EXERCISE BRIEF
Recast the data as a JSON list of strings, one string per line, starting with the line that contains "the dark blue" and going on through the final line of the data. Leave out blank lines.

DATA EXCERPTS
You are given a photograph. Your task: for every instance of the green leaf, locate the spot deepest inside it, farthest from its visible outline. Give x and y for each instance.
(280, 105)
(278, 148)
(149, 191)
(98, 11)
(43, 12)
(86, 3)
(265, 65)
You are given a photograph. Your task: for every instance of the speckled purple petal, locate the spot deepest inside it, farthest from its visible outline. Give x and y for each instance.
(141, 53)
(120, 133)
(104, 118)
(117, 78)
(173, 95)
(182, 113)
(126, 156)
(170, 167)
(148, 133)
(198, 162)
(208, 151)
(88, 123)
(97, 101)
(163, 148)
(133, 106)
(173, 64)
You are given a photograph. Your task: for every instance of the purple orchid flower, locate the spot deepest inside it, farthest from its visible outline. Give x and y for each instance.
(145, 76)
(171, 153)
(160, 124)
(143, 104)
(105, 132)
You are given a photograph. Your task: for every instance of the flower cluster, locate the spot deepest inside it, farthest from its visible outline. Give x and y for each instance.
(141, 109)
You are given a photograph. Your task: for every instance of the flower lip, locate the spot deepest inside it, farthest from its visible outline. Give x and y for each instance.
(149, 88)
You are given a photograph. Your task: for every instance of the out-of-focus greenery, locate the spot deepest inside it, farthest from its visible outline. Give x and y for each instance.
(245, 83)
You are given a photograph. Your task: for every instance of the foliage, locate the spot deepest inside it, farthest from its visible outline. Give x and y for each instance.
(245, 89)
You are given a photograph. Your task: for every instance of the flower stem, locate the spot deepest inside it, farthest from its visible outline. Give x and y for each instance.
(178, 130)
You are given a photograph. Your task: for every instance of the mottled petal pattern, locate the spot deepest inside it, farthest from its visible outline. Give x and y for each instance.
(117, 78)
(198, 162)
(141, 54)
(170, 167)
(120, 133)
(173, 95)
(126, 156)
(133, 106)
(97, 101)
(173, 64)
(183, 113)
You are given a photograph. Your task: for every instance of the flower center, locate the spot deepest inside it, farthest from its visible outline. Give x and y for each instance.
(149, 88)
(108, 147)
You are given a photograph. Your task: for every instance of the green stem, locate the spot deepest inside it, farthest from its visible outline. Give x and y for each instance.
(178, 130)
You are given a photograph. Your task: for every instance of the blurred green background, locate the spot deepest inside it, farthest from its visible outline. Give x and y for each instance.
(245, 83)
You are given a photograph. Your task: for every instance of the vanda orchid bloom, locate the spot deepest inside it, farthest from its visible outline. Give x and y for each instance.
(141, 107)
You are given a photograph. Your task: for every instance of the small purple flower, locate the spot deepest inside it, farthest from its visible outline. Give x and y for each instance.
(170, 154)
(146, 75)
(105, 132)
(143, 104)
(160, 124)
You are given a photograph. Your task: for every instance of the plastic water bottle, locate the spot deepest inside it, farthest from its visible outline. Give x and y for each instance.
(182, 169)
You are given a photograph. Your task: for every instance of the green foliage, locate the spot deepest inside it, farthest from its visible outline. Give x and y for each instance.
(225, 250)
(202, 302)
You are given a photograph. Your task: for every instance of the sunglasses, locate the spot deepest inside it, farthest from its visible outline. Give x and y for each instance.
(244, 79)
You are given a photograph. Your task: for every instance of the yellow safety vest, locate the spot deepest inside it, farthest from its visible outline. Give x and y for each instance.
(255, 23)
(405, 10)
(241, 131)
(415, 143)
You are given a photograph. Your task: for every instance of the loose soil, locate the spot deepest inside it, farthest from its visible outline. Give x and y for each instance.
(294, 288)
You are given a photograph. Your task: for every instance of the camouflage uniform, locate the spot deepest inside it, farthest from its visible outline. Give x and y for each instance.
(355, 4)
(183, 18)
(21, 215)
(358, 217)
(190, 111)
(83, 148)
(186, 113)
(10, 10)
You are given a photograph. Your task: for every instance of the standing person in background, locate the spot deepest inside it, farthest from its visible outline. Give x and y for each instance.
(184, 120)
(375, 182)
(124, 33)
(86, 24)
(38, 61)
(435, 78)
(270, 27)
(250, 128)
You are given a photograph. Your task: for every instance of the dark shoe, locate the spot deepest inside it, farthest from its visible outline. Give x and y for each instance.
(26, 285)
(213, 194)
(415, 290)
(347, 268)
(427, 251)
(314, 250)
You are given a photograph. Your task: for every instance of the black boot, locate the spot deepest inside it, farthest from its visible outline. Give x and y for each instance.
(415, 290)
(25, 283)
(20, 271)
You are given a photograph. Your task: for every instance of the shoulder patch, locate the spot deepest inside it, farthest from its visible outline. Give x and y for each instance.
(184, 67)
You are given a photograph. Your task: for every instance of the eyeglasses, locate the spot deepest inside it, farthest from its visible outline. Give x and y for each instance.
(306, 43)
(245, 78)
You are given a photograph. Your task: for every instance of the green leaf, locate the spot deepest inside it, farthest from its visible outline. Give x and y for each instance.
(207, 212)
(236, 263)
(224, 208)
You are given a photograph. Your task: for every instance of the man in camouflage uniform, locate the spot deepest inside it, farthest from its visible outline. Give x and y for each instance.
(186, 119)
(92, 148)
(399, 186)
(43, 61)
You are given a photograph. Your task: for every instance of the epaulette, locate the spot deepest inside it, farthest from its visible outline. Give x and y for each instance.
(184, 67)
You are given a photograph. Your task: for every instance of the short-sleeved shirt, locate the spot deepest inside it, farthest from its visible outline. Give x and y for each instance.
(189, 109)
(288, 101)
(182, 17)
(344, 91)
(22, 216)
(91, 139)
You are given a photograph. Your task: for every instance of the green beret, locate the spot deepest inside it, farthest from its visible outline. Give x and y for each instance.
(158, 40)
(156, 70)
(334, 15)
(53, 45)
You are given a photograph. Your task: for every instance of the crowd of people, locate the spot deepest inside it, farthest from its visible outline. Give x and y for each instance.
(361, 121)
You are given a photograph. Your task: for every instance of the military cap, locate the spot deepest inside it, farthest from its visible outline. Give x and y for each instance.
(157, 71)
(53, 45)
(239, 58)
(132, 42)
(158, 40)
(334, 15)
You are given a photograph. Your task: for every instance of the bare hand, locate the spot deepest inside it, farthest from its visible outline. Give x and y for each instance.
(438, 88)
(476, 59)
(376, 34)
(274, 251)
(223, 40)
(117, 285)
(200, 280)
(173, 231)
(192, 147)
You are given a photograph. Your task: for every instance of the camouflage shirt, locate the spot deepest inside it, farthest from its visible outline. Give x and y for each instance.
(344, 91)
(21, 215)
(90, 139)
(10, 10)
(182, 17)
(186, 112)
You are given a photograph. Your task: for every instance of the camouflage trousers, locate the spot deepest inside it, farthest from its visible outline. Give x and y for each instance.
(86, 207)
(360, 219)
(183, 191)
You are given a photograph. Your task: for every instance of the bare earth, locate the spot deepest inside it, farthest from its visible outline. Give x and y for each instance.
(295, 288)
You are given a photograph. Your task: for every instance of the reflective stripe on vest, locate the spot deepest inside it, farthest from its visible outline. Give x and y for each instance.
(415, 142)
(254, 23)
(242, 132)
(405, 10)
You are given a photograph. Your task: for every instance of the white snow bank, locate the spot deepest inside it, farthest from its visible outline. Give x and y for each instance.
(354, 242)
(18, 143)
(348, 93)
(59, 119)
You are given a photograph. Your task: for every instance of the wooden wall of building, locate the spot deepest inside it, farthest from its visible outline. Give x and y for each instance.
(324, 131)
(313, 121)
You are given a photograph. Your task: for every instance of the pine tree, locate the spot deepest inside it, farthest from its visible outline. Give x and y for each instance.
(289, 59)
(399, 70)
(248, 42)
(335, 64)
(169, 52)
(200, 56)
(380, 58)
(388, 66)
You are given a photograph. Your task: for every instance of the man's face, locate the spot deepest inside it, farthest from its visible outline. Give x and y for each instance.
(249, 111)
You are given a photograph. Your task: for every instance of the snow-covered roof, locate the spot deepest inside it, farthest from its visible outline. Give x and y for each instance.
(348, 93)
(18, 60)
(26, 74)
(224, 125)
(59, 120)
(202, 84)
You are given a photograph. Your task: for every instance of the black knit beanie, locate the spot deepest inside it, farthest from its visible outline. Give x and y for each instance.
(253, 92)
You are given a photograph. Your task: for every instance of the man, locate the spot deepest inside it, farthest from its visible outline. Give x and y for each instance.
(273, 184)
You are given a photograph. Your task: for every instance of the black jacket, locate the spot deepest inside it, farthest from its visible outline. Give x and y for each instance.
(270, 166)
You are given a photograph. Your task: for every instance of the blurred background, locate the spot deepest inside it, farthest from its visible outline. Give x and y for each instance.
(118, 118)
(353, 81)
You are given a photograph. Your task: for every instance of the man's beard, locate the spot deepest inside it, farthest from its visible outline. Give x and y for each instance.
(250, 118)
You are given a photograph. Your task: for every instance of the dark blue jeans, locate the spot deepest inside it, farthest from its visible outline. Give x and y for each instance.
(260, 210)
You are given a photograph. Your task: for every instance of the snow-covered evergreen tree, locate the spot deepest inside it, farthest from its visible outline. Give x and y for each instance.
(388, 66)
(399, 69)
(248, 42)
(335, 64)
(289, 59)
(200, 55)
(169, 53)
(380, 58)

RESPONSE
[
  "You are given a photograph. Your task: for every instance of the dark blue jeans, locate the spot deepest inside it, farthest from its visible outline. Give x and y for each instance.",
  "(260, 210)",
  "You are given a photograph. Your task: for every instance of the snow-covered evergreen tree, locate the spot deepest inside it, farthest from its visible outline. Give x and y for each instance.",
  "(388, 66)",
  "(399, 69)",
  "(248, 42)",
  "(335, 64)",
  "(289, 59)",
  "(200, 55)",
  "(169, 53)",
  "(380, 58)"
]